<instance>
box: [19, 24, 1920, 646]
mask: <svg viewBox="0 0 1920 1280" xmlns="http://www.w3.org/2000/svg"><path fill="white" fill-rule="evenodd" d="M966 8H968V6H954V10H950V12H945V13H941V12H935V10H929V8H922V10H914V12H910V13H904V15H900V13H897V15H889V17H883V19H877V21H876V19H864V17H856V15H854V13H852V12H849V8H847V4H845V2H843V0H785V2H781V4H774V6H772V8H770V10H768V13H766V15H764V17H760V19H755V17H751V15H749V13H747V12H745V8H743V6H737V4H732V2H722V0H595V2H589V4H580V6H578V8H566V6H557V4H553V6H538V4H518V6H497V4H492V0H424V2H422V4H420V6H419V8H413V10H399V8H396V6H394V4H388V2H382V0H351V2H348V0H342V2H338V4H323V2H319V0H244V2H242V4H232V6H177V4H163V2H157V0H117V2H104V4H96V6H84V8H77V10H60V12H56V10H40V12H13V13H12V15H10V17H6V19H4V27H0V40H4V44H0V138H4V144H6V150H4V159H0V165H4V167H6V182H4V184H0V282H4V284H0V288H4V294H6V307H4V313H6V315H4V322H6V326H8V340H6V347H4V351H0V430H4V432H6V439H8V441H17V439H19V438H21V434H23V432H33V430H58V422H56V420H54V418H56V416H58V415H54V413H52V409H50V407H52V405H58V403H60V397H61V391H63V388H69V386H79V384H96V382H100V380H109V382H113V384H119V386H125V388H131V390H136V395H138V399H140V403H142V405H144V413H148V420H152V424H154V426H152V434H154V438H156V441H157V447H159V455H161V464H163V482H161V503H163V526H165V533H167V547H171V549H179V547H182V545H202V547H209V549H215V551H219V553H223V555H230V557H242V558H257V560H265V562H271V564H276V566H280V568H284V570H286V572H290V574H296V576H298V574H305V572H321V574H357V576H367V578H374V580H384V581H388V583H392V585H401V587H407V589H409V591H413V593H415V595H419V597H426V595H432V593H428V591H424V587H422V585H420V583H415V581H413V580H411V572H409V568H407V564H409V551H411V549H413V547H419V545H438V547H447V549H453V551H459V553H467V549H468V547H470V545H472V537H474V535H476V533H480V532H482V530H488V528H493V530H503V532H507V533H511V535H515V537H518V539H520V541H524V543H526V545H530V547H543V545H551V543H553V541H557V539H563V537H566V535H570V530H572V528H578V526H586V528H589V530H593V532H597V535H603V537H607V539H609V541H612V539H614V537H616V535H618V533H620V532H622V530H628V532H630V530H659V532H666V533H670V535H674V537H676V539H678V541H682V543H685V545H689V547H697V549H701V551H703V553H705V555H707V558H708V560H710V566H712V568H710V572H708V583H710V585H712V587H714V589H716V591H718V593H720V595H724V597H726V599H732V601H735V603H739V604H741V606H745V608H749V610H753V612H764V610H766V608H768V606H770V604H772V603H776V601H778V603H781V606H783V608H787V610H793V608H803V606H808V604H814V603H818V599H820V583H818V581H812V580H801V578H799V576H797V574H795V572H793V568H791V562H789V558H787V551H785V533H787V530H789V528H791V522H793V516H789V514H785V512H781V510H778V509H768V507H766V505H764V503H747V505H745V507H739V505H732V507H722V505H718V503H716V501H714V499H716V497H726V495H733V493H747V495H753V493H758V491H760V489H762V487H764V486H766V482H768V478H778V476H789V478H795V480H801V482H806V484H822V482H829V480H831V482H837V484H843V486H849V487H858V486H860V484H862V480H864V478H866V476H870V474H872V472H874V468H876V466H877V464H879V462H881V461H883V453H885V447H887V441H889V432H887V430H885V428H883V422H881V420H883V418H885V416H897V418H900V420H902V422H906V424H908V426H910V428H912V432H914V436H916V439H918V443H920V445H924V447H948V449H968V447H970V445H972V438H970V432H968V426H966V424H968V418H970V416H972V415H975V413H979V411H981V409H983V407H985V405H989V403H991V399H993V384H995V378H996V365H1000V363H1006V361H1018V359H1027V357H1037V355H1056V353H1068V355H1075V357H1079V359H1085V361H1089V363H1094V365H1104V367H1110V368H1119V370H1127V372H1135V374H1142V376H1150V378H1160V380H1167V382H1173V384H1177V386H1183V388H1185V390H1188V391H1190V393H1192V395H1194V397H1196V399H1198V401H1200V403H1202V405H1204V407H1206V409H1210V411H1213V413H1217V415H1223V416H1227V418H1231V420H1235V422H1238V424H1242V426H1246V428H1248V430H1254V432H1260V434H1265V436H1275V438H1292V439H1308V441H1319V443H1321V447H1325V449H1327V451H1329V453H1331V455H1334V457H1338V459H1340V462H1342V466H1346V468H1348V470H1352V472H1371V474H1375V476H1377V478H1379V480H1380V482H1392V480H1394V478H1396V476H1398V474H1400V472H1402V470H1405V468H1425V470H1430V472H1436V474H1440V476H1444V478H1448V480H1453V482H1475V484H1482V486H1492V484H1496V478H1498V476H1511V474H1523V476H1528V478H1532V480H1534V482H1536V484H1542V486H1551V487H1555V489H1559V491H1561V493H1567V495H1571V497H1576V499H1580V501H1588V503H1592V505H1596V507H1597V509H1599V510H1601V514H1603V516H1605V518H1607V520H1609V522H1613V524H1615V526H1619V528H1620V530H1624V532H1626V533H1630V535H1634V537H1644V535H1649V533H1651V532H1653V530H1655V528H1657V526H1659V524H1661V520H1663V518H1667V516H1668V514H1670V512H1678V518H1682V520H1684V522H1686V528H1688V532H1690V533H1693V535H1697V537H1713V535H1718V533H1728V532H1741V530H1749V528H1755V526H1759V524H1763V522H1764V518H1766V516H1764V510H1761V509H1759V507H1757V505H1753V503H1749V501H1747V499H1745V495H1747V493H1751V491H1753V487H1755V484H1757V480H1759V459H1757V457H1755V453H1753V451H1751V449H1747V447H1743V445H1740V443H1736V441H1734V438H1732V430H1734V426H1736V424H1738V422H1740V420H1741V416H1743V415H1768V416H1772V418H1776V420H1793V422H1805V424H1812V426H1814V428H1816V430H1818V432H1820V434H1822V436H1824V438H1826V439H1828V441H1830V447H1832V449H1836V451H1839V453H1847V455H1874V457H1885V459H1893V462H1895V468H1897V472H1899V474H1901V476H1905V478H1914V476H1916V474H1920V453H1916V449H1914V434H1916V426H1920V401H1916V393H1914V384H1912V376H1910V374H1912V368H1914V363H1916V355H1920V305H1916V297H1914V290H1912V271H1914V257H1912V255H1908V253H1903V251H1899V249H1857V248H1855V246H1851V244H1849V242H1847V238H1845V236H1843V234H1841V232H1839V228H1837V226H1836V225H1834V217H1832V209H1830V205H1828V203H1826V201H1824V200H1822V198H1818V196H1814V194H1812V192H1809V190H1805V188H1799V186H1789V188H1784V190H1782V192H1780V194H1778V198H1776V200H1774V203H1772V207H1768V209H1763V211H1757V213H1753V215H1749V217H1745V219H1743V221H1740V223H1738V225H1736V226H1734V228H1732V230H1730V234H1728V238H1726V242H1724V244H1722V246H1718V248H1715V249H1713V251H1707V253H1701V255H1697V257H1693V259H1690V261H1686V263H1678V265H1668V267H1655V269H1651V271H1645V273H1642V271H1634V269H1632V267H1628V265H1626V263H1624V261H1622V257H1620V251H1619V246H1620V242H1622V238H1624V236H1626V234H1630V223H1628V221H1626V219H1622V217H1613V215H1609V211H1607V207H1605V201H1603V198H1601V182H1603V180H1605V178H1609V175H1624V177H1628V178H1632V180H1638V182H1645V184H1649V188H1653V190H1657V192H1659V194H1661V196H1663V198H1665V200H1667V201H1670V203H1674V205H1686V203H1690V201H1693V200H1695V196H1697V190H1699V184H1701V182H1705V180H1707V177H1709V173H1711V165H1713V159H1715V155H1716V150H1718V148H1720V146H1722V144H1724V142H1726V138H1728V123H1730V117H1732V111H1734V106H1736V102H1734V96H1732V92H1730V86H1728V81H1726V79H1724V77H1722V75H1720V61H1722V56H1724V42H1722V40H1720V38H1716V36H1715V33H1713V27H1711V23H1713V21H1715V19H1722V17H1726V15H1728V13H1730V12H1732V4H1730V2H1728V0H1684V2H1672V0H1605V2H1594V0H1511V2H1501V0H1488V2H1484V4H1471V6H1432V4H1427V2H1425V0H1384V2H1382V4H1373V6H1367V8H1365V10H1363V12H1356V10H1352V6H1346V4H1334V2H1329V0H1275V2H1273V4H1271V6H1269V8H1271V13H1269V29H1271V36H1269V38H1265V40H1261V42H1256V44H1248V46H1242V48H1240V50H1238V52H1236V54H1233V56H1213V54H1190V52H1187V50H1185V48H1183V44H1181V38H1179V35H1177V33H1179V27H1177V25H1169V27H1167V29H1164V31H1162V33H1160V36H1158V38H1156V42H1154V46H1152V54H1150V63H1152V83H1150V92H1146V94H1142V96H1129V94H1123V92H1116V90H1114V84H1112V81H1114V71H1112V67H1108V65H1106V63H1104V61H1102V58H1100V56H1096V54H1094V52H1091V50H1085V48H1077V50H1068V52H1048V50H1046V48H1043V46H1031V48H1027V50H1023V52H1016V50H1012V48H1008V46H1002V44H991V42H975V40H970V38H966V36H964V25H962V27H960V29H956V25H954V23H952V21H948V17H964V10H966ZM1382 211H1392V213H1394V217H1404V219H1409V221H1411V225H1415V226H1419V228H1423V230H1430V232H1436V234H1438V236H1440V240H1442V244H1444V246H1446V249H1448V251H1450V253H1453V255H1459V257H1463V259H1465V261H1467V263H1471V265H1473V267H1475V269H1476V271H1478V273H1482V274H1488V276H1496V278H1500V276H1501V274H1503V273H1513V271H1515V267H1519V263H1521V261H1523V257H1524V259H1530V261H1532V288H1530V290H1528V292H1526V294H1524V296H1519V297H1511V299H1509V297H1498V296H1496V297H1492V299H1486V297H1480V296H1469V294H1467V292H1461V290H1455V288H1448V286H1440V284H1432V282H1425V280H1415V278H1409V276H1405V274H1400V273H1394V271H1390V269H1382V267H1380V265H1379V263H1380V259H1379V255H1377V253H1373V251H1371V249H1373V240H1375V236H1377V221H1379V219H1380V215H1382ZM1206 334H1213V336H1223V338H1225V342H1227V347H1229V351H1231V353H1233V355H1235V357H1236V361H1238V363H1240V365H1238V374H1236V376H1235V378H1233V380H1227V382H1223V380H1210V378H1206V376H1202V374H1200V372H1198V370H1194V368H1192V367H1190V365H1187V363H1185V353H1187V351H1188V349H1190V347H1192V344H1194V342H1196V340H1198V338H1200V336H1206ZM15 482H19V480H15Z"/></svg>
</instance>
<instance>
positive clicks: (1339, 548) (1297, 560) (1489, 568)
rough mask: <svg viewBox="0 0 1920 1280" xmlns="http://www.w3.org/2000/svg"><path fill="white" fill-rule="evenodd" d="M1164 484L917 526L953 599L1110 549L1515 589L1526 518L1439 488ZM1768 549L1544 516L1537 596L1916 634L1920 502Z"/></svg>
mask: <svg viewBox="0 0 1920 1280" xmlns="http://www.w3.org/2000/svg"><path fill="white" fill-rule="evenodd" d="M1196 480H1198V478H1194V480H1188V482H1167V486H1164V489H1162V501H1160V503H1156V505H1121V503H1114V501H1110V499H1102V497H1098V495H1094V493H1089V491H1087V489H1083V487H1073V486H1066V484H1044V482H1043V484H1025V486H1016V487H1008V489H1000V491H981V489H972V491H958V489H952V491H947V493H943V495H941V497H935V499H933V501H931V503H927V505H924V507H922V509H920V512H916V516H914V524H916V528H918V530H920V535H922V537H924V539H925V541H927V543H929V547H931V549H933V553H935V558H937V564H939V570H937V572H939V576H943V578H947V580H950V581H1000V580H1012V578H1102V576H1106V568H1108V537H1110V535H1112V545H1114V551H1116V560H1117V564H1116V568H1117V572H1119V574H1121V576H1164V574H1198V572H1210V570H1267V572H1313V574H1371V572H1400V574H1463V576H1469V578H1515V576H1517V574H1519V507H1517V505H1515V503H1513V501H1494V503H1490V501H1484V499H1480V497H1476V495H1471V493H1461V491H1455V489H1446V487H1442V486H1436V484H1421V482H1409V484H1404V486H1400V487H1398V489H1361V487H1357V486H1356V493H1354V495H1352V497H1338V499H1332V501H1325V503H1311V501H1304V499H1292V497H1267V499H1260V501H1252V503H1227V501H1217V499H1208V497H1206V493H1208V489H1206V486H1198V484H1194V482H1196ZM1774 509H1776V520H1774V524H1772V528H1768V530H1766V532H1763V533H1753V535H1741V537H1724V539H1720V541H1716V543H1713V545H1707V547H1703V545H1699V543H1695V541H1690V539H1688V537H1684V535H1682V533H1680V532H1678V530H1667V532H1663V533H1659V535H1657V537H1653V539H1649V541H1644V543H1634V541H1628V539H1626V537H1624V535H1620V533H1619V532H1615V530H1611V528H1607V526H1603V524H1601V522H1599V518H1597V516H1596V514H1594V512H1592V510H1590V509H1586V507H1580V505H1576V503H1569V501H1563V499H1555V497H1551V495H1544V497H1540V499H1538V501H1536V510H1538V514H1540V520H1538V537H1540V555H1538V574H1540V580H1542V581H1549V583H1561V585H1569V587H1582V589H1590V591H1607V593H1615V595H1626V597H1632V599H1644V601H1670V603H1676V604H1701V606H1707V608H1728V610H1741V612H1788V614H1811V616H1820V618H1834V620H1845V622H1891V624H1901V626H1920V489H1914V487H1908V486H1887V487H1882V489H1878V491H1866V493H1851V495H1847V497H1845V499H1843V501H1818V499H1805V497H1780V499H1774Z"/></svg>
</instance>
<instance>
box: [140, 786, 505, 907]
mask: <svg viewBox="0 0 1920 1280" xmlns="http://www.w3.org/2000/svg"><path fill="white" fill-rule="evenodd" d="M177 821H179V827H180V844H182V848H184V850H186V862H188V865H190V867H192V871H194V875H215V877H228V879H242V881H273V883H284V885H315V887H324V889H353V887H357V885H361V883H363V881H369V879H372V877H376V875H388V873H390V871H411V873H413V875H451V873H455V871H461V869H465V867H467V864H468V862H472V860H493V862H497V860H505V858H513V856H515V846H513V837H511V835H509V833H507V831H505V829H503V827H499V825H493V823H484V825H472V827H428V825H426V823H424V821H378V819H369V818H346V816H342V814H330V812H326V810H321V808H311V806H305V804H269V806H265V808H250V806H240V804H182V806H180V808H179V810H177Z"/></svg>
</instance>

########

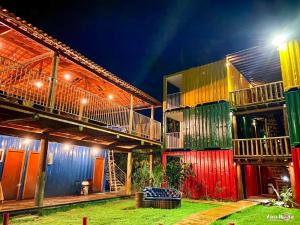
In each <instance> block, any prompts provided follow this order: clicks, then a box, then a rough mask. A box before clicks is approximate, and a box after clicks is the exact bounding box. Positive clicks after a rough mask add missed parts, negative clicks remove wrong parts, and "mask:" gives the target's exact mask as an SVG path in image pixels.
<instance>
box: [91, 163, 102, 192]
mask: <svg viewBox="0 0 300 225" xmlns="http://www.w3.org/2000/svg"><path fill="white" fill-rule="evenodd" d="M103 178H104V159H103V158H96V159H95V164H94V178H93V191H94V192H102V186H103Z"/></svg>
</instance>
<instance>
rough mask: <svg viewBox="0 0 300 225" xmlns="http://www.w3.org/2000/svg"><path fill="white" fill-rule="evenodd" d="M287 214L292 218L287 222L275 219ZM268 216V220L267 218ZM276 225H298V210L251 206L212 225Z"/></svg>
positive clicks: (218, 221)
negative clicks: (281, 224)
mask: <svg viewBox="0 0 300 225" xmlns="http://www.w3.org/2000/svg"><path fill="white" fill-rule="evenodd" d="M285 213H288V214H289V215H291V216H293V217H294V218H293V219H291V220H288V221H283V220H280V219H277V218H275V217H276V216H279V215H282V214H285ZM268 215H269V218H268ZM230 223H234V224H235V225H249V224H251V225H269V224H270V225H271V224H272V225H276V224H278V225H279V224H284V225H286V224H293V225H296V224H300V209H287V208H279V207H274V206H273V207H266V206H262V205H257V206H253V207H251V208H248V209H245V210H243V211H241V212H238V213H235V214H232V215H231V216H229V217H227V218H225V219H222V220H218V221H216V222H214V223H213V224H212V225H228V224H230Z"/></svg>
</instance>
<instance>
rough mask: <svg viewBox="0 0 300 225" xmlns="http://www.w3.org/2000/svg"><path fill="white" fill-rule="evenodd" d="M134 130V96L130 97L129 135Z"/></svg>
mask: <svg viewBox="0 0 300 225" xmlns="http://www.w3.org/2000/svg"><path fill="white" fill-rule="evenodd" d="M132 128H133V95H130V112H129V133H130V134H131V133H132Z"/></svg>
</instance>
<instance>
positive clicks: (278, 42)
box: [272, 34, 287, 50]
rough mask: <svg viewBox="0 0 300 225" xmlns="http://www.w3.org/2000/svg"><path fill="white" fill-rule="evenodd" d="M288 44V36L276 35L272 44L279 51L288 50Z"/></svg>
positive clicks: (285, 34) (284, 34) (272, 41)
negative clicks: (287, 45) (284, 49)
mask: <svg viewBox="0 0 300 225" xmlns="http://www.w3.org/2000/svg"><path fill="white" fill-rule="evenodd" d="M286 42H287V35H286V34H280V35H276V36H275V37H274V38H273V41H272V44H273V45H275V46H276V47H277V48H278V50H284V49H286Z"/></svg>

########

### WHAT IS EXPECTED
Please find every line in the rows above that contains the string "rough", and copy each of those lines out in full.

### WRITTEN RESPONSE
rough mask: <svg viewBox="0 0 1920 1280" xmlns="http://www.w3.org/2000/svg"><path fill="white" fill-rule="evenodd" d="M1164 484L917 526L953 599L1110 549L1515 589L1526 518L1439 488ZM1768 549L1544 516L1537 596L1916 634L1920 502Z"/></svg>
In each <instance> block, any prompts provided follow this order: clicks, then a box, then a rough mask. A box before clicks is approximate, and a box after clicks is the exact bounding box. Positive clicks after a rough mask add missed parts, negative clicks remove wrong parts, and "mask:" gives the target's exact mask as an SVG path in image pixels.
rough mask: <svg viewBox="0 0 300 225" xmlns="http://www.w3.org/2000/svg"><path fill="white" fill-rule="evenodd" d="M287 214L292 218L287 222L275 219ZM268 216V220L267 218ZM276 225H298V210L251 206L212 225Z"/></svg>
rough mask: <svg viewBox="0 0 300 225" xmlns="http://www.w3.org/2000/svg"><path fill="white" fill-rule="evenodd" d="M134 130V96L130 97L129 135Z"/></svg>
rough mask: <svg viewBox="0 0 300 225" xmlns="http://www.w3.org/2000/svg"><path fill="white" fill-rule="evenodd" d="M288 44V36L276 35L272 44L279 51L288 50Z"/></svg>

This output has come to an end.